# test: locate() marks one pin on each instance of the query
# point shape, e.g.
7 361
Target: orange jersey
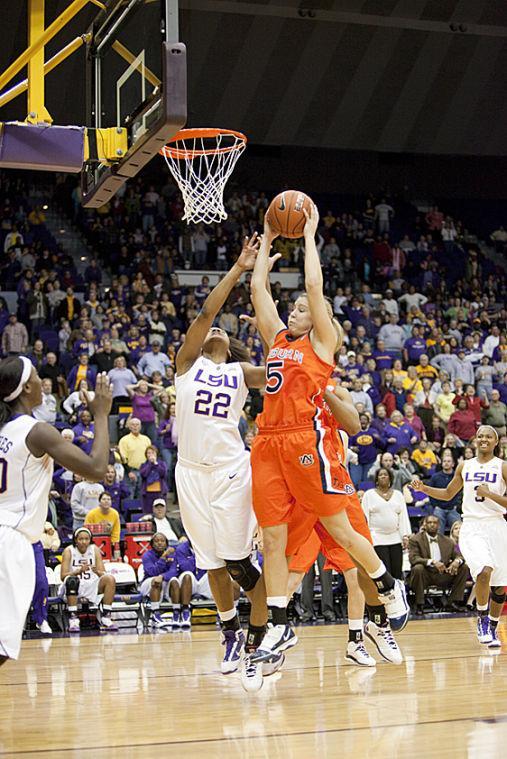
296 378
____
**TASK DESCRIPTION**
Switch "orange jersey" to "green jersey" throughout the records above, leaving every other line unchanged and omitting the pictures.

**THE COMPLETED TASK**
# test: locate() marks one pin on each instance of the query
# point shape, e.g.
7 361
Target: green jersey
296 378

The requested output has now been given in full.